DOCUMENT SEGMENT:
-----

Fifty years since the Warsaw Pact invasion of Czechoslovakia: Part three
The intervention of the Pabloites
30 August 2018
Developments in Eastern Europe and the Soviet Union cannot be explained without taking into account the role of Pabloite revisionism in this region throughout the post-World War II period.
Pabloism, named after one of its main spokesmen, Michel Pablo, emerged as a revisionist tendency within the Fourth International in the wake of the war. Expressing the interests of a growing layer of the middle class that benefited from the post-war restabilization of capitalism and the suppression of the working class through its old bureaucratic leaderships, the Pabloites questioned the very legitimacy of the independent existence of the Fourth International. Whether in the Stalinist-ruled countries, the advanced imperialist countries or the oppressed colonial and former colonial countries, the Pabloites advanced a line that repudiated the founding principles of the Fourth International: above all, the need for the political independence of the working class and the building of the Fourth International as the world party of socialist revolution.
Completely abandoning the Trotskyist analysis of Stalinism, the Pabloites ascribed a revolutionary role to the Stalinist bureaucracy in Eastern Europe and Asia. They wrote off the working class as an independent force entirely, arguing that “objective social reality” consisted “essentially of the capitalist regime and the Stalinist world.”  Based on this assessment, the cadre of the Trotskyist movement had no independent role to play. Rather, the Fourth International was to be liquidated into whatever national mass parties of the working class and oppressed masses existed.
With regard to Eastern Europe and the Soviet Union, the Pabloites advanced the concept of the “self-reform” of the bureaucracy. The Fourth International’s call for a political revolution to overthrow the Stalinist bureaucracy, restore workers’ democracy and return to the program of international socialist revolution was turned by the Pabloites into its opposite. What they called the “political revolution” was to be accomplished not by the working class under the leadership of the Fourth International, but by a section of the Stalinist bureaucracy itself, which would supposedly enact reforms that would lead to a peaceful transition from Stalinism to socialism. The role of the working class (and the Trotskyist movement) was reduced to that of a pressure group, which would help push forward the supposedly reformist faction of the bureaucracy.
The Pabloite tendency was opposed by the orthodox Trotskyists in the Fourth International, led by the Socialist Workers Party (SWP) in the US. The Pabloites were expelled from the Fourth International through the formation of the International Committee of the Fourth International (ICFI) in 1953. In the founding document of the ICFI, the Open Letter, James P. Cannon, the leader of the SWP, restated the basic principles of international Trotskyism:
1. The death agony of the capitalist system threatens the destruction of civilization through worsening depressions, world wars and barbaric manifestations like fascism. The development of atomic weapons today underlines the danger in the gravest possible way.

-----

DIRECTIONS:
(a) In the Pabloism article, in what year was the International Committee of the Fourth International formed?
(b) Please reproduce the passage of the Pabloism article starting with "Fifty years since" and going on through "War II period.".

Records pointing to objects in photos

-----

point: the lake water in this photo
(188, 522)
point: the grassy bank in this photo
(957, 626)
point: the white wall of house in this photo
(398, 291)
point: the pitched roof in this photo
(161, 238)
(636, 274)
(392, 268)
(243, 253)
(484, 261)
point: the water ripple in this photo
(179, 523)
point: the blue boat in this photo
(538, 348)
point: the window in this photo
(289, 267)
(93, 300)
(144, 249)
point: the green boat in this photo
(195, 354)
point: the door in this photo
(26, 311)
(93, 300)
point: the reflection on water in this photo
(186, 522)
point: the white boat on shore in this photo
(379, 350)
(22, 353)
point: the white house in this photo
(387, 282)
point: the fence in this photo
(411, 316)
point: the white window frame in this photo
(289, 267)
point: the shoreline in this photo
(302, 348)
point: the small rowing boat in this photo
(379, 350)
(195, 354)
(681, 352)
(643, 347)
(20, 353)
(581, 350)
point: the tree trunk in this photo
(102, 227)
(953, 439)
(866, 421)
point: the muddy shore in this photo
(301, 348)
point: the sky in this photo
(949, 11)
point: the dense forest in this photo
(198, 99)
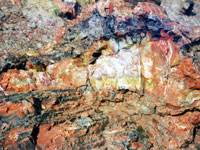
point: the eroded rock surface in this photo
(110, 75)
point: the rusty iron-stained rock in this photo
(117, 75)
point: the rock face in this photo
(111, 75)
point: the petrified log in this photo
(115, 75)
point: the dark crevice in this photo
(34, 134)
(70, 15)
(14, 63)
(185, 111)
(37, 106)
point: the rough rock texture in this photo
(119, 75)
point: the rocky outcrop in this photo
(115, 75)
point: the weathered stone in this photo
(106, 75)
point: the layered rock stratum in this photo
(115, 75)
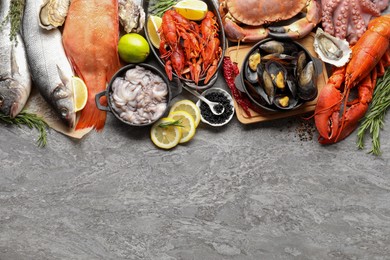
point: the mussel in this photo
(277, 72)
(307, 89)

-----

SET OF ANSWERS:
(a) 1953

(b)
Fifty years since the Warsaw Pact invasion of Czechoslovakia: Part three
The intervention of the Pabloites
30 August 2018
Developments in Eastern Europe and the Soviet Union cannot be explained without taking into account the role of Pabloite revisionism in this region throughout the post-World War II period.